Selected excerpt:
──────
1977, Canada – A Gallup Poll shows that 52 percent of Canadians believe gay people should be protected against discrimination under new Canadian Human Rights Act.


1989 – The Washington Times reports that VIP officials in the Reagan and Bush administrations were implicated in a federal investigation into a gay prostitution ring. After being identified as one of those under investigation, Elizabeth Dole’s adviser Paul Balach was forced to resign. Republican National Committee chairman Lee Atwater stated that it was wrong for people to be forced out of their jobs because of something that is strictly a personal matter.

1993, Ireland – Ireland decriminalizes same-sex relations for consenting adults and sets the age of consent at 17 for all sexual activities.

1998 – Researchers at the 12th World Conference on AIDS report that a drug-resistant strain of HIV had been identified.

1999– California adopts a domestic partner law allowing same-sex couples equal rights, responsibilities, benefits, and protections as married couples. Enacted in 1999, the domestic partnership registry was the first of its kind in the United States created by a legislature without court intervention. Initially, domestic partnerships enjoyed very few privileges—principally just hospital-visitation rights and the right to be claimed as a next of kin of the estate of a deceased partner.

2002, Croatia – The first Pride parade, in Zagreb, occurs.

2008 – Thomas Beatie (January 20, 1974), a transman, gives birth. Born Tracy Lehuanani LaGondino, he s an American public speaker, author, and advocate of transgender and sexuality issues with a focus on trans fertility and reproductive rights. Beatie had gender reassignment surgery in 2002 and became known as ‘The Pregnant Man’ after he became pregnant through artificial insemination in 2007. Beatie chose to become pregnant because his wife Nancy was infertile. Beatie’s first pregnancy resulted in an ectopic pregnancy with triplets, requiring emergency surgery and resulting in the loss of all three fetuses. Beatie has since given birth to three children. The couple filed for divorce in 2012. The Beatie case is the first of its kind on record, where a documented legal male gave birth within a traditional marriage to a woman, and for the first time, a court challenged a marriage where the husband gave birth.
──────
[Stored data entries]
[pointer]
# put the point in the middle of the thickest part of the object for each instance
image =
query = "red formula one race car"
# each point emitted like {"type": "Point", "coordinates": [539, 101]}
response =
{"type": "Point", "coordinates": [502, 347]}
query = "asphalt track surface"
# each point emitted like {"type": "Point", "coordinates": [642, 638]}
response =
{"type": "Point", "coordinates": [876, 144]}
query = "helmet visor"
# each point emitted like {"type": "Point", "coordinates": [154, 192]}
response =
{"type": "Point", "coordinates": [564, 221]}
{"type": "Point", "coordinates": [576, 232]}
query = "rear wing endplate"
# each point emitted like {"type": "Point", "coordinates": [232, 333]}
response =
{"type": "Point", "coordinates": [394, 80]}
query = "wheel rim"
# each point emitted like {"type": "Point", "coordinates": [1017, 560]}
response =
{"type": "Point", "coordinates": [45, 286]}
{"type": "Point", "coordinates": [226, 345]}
──────
Apply what you read:
• 1. In the LGBT history timeline, what age of consent did Ireland set for all sexual activities in 1993?
• 2. Retype everything in the LGBT history timeline from "1993, Ireland –" down to "had been identified.".
• 3. Extend the LGBT history timeline from where it stops.

Answers in order:
• 1. Ireland set the age of consent at 17.

• 2.
1993, Ireland – Ireland decriminalizes same-sex relations for consenting adults and sets the age of consent at 17 for all sexual activities.

1998 – Researchers at the 12th World Conference on AIDS report that a drug-resistant strain of HIV had been identified.

• 3.
2009 – The U.S. government apologizes to openly gay Frank Kameny (May 21, 1925 – October 11, 2011) for firing him in 1957. John Berry, Director of the Office of Personnel Management in the Obama administration, formally apologizes and presents Kameny with the Theodore Roosevelt Award, the department’s most prestigious honor. Kameny was an American gay rights activist, referred to as “one of the most significant figures” in the American gay rights movement. In 1957, Kameny was dismissed from his position as an astronomer in the U.S. Army‘s Army Map Service in Washington, D.C. because of his homosexuality, leading him to begin “a Herculean struggle with the American establishment” that would “spearhead a new period of militancy in the homosexual rights movement of the early 1960s.” Kameny formally appealed his firing by the U.S. Civil Service Commission. Although unsuccessful, the proceeding was notable as the first known civil rights claim based on sexual orientation pursued in a U.S. court.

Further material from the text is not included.